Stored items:

● ● ●

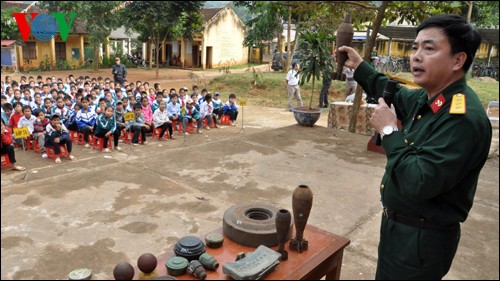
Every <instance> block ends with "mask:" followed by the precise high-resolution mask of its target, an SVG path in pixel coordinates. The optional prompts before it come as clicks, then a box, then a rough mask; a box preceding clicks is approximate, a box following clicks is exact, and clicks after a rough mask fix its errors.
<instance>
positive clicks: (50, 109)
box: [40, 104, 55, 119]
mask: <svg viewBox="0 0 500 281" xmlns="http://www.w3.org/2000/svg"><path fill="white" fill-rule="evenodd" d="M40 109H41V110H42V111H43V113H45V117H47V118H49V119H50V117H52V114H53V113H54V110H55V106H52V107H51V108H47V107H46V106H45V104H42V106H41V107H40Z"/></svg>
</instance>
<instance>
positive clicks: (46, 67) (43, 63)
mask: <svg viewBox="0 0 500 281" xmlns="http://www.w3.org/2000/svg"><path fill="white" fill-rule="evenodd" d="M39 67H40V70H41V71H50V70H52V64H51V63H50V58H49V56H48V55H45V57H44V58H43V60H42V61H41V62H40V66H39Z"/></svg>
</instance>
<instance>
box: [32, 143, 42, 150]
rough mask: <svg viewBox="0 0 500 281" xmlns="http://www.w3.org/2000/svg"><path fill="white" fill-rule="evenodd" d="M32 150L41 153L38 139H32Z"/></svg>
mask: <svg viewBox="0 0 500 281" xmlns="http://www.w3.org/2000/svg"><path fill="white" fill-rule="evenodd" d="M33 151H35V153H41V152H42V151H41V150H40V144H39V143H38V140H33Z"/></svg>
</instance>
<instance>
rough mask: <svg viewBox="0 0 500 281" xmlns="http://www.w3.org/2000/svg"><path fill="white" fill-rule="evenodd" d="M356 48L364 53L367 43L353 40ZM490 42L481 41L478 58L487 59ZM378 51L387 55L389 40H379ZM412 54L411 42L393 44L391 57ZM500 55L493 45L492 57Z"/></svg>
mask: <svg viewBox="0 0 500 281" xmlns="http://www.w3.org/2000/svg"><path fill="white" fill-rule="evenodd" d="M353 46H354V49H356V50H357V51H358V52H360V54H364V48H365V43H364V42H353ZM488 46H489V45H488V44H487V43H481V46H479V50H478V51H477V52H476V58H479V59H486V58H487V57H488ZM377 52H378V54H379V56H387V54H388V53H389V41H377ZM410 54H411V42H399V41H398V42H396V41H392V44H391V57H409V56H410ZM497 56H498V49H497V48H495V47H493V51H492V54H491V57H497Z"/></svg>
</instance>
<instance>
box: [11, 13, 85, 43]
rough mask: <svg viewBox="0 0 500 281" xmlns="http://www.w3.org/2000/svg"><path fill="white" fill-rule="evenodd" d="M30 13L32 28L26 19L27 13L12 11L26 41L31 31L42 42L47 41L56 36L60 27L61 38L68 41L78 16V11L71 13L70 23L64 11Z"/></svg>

● ● ●

Assignment: What you give back should be exactly the lines from the top of the data above down to and including the line with "box: [32, 143, 42, 150]", minus any pictures.

Output of the exercise:
Every <instance> block ends with "mask:" followed by the precise high-resolution mask of its target, an SVG path in pixel coordinates. The optional prompts before it come as clicks, then a box, then a rough mask; a box preceding clicks is approximate, a box following clicks is exact, and clicks after a rough mask fix its errors.
<instance>
positive clicks: (50, 109)
box: [40, 104, 55, 119]
mask: <svg viewBox="0 0 500 281" xmlns="http://www.w3.org/2000/svg"><path fill="white" fill-rule="evenodd" d="M40 109H41V110H42V111H43V113H45V117H47V118H49V119H50V117H52V114H53V113H54V110H55V106H52V107H51V108H47V107H46V106H45V104H42V106H41V107H40Z"/></svg>
</instance>
<instance>
positive clicks: (46, 67) (43, 63)
mask: <svg viewBox="0 0 500 281" xmlns="http://www.w3.org/2000/svg"><path fill="white" fill-rule="evenodd" d="M39 67H40V70H41V71H50V70H52V64H51V63H50V58H49V56H48V55H45V57H44V58H43V60H42V61H41V62H40V66H39Z"/></svg>
</instance>
<instance>
box: [32, 143, 42, 150]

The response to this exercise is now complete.